Na obra da redenção também há funções distintas. Deus Pai planejou a redenção e enviou seu Filho ao mundo (Jo 3.16; G1 4.4; Ef 1.9-10). O Filho obedeceu ao Pai e realizou a redenção para nós. Assim podemos dizer que o papel do Pai na criação e na redenção foi planejar, dirigir e enviar o Filho e o Espírito Santo. Isso não é de admirar, pois mostra que o Pai e o Filho se relacionam um com o outro como pai e filho numa família humana: o pai dirige e tem autoridade sobre o filho, e o filho obedece e é submisso às ordens do pai.
O
Espírito Santo é obediente às ordens tanto do Pai quanto do Filho.148
Quando as Escrituras falam da criação, novamente falam que o Pai criou por
intermédio do Filho, indicando uma relação anterior ao princípio da criação.
Portanto, as diferentes funções que vemos o Pai, o Filho, e o Espírito Santo
desempenharem são simplesmente ações exteriores de uma relação eterna entre as
três pessoas, relação essa que sempre existiu e existirá por toda a eternidade.
Deus sempre existiu como três pessoas distintas: Pai, Filho e Espírito Santo.
Essas distinções são essenciais à própria natureza de Deus e não poderiam ser
diferentes.149
Se não há igualdade
ontológica, nem todas as pessoas são plenamente Deus. Mas se não há
subordinação econômica, então não existe diferença inerente no modo como as
três pessoas se relacionam umas com as outras, e consequentemente não temos as
três pessoas distintas que existem como Pai, Filho e Espírito Santo por toda a
eternidade. Por exemplo, se o Filho não
está eternamente subordinado ao Pai no seu papel, então o Pai não é eternamente
“Pai”, nem o Filho eternamente “Filho”. Isso significaria que a Trindade não
existe desde a eternidade.150
São vários os problemas com o
argumento de Grudem. Ele começa a partir de dois enunciados que são corretos, a
saber: (a) as três pessoas da Trindade são distintas e (b) elas cumprem papéis
diferentes em relação à criação e redenção. Porém, ele erra ao asseverar que isso
implica que (c) as relações entre as três são da qualidade de uma hierarquia,
ou cadeia de comando eterna. O enunciado “c” simplesmente não se segue dos
enunciados “a” e “b”.
O problema começa quando
Grudem confunde a ideia de distinção com submissão, de modo que ele não
consegue entender como uma pode existir sem a outra. Mas não há razão lógica para
levar alguém a supor que a distinção de papéis não possa existir sem uma
subordinação de uma pessoa à outra. Tais relações são comuns. A confusão de
Grudem ocorre pela aplicação errônea da analogia da família humana. Porém,
mesmo essa analogia serve para ilustrar que é perfeitamente normal existir
distinção de papéis sem subordinação. É verdade que, numa família bem ajustada,
os filhos são submissos ao pai. Numa família saudável o pai orienta e o filho
obedece, enquanto ainda é criança. Ao se tornar adulto, a natureza do
relacionamento entre o pai e o filho muda de submissão e obediência para respeito
e cooperação mútua. Como criança, o filho tem a responsabilidade de obedecer.

*-*-*

▸ **O que fazer**
• A. Reproduza fielmente um trecho do texto sobre a Trindade: comece nas palavras "Portanto, as diferentes" e pare depois de "e Espírito Santo.".
• B. No texto sobre a Trindade, em que se transforma a relação entre pai e filho quando o filho chega à vida adulta?

▸ **Registros exibidos**
*-*-*

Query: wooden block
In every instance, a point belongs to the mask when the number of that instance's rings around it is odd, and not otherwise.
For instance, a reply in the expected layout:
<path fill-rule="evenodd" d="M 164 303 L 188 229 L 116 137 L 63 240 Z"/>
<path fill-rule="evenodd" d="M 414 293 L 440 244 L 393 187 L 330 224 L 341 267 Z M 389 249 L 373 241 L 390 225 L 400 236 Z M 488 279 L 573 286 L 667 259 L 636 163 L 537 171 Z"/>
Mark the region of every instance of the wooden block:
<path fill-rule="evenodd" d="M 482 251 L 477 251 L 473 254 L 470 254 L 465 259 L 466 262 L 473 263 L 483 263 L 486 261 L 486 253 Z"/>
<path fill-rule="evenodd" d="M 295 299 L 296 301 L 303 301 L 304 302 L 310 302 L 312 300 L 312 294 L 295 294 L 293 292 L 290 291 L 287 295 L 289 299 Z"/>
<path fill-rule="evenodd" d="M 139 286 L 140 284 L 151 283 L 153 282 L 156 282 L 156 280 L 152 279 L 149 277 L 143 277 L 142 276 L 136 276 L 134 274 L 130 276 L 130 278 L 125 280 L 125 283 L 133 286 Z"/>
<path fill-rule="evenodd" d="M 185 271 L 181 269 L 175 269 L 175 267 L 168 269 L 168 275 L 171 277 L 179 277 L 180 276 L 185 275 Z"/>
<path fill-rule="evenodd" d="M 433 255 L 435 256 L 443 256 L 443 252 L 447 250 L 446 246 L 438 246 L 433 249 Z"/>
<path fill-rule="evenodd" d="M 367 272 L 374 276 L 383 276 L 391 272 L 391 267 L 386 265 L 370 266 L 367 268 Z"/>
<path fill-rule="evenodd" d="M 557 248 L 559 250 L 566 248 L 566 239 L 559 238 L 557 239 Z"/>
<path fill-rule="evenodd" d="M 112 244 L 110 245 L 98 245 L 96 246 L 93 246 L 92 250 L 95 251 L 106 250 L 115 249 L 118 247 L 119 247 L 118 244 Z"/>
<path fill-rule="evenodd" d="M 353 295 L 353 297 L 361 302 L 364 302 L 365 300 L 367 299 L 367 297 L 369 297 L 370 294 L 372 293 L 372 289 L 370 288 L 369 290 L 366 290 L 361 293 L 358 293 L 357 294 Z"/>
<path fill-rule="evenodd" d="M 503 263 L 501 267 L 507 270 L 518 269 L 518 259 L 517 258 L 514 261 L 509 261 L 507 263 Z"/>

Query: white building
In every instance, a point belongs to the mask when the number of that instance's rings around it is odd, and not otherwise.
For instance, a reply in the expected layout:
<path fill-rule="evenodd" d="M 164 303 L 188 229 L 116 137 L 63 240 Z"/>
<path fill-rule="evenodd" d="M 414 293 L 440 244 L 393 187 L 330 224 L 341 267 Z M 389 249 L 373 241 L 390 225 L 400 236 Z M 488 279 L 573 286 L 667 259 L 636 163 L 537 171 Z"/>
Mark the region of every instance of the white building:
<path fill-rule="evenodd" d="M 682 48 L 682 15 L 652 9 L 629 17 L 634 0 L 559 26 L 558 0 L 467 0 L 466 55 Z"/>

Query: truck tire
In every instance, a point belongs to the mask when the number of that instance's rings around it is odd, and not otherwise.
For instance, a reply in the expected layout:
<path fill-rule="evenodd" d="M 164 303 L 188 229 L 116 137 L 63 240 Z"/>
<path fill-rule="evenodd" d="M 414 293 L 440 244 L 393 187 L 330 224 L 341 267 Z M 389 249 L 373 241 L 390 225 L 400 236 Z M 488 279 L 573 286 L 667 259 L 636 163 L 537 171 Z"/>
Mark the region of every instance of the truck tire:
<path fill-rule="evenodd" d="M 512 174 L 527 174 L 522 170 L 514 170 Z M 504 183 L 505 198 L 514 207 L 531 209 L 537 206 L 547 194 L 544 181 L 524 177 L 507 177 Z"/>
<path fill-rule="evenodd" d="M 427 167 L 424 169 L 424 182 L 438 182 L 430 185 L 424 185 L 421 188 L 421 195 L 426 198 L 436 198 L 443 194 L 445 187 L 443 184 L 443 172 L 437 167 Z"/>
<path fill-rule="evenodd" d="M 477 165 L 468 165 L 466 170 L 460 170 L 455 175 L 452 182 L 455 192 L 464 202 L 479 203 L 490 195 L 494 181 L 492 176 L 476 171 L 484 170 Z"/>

*-*-*

▸ **Resultados em ordem**
• A.
Portanto, as diferentes funções que vemos o Pai, o Filho, e o Espírito Santo
desempenharem são simplesmente ações exteriores de uma relação eterna entre as
três pessoas, relação essa que sempre existiu e existirá por toda a eternidade.
Deus sempre existiu como três pessoas distintas: Pai, Filho e Espírito Santo.

• B. Passa de submissão e obediência para respeito e cooperação mútua.